Aim of the task –
Rewrite the items below, from the first line up to and including the line with "point(511, 761)", putting "lake" in place of "pond" and keeping everything else the same. Give only those lines.
++++ Dataset rows ++++
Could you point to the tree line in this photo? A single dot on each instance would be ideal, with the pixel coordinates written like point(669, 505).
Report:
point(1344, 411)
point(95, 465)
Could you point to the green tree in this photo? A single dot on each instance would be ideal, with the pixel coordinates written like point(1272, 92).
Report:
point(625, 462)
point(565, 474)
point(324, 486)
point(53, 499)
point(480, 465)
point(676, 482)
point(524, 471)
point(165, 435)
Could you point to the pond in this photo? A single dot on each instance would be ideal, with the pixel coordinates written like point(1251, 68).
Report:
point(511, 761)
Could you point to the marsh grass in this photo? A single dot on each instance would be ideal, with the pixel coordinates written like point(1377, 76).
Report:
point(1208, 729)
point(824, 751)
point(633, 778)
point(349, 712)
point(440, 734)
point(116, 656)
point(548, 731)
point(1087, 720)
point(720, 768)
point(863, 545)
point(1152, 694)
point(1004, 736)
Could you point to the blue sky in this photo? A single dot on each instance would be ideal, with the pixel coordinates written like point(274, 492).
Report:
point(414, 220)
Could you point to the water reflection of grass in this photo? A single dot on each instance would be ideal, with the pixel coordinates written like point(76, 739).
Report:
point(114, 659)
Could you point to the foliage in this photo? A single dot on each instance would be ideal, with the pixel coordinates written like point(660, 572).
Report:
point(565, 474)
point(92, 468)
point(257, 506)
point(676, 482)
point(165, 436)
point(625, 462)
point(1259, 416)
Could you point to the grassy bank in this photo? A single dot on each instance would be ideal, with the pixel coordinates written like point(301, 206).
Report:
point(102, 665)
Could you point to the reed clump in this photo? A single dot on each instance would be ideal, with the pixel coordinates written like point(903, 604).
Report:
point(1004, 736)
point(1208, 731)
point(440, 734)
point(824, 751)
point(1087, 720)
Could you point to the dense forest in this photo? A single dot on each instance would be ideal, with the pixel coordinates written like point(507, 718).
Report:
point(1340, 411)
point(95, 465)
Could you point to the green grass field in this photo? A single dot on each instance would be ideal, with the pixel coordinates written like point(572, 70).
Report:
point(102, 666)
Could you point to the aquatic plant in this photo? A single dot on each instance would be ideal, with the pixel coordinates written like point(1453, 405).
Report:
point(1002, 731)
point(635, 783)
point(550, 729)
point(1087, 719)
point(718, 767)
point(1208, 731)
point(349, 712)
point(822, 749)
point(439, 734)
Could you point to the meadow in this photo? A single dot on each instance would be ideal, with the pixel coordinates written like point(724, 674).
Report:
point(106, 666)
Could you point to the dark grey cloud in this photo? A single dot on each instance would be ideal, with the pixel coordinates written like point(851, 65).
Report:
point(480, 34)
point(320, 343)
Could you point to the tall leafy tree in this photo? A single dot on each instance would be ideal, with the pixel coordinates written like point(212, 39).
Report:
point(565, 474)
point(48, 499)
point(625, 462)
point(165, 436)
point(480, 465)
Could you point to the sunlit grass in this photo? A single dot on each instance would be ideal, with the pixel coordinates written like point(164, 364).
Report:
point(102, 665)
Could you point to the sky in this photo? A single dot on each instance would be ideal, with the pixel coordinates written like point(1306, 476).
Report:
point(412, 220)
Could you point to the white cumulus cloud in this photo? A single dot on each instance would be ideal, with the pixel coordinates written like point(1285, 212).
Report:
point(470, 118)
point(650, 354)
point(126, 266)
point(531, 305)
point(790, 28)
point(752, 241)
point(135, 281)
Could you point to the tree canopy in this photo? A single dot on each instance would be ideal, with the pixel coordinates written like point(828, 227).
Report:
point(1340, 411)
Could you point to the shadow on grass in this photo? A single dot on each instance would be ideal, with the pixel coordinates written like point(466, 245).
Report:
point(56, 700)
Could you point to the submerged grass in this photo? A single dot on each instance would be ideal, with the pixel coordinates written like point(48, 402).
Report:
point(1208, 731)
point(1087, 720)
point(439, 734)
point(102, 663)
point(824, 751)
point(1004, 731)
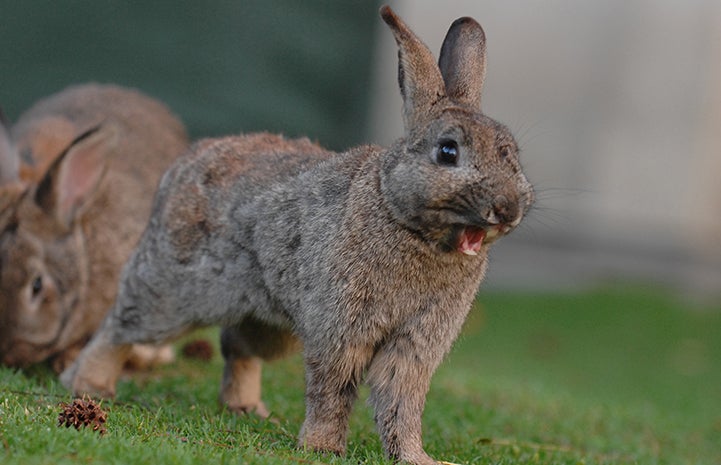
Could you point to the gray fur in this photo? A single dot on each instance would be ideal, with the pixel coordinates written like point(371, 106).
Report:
point(356, 255)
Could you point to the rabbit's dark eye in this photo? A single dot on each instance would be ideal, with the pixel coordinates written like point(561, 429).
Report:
point(37, 286)
point(447, 153)
point(505, 151)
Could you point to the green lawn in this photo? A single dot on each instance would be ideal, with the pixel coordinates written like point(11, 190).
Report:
point(612, 376)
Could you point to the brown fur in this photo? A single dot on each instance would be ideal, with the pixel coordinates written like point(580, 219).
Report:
point(72, 211)
point(371, 258)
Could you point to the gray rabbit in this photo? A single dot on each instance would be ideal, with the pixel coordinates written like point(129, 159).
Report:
point(370, 258)
point(78, 172)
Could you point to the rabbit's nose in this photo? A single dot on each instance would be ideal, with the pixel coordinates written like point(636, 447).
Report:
point(502, 211)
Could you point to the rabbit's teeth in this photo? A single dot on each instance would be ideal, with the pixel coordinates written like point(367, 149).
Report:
point(471, 240)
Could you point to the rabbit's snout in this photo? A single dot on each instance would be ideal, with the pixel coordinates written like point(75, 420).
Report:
point(502, 211)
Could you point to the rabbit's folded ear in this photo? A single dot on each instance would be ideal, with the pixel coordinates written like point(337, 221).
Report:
point(75, 175)
point(9, 160)
point(463, 62)
point(418, 76)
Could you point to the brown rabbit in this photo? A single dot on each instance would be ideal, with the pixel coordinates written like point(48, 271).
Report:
point(78, 172)
point(370, 258)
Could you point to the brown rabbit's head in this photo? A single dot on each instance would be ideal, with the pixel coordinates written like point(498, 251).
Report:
point(455, 178)
point(42, 269)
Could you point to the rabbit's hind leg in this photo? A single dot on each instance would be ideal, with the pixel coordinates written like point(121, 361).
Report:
point(244, 347)
point(96, 370)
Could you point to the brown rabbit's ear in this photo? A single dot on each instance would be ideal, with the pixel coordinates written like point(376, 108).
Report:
point(463, 62)
point(418, 75)
point(75, 175)
point(9, 161)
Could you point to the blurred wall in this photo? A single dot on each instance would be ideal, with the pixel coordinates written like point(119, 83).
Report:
++++
Full answer –
Could you point to the tree line in this photo? A single dot on each instance would be ideal, with the pixel coordinates written like point(669, 505).
Report:
point(1344, 411)
point(95, 465)
Could you point to the green tree in this photo? A single dot on each instance would be ideal, with the pixel coordinates written like point(1272, 92).
Report:
point(625, 462)
point(565, 474)
point(324, 486)
point(53, 499)
point(480, 465)
point(676, 482)
point(524, 471)
point(165, 435)
Could you point to the lake in this photo? A single dot on each instance would be ideal, with the pixel coordinates written like point(1251, 68).
Report:
point(511, 761)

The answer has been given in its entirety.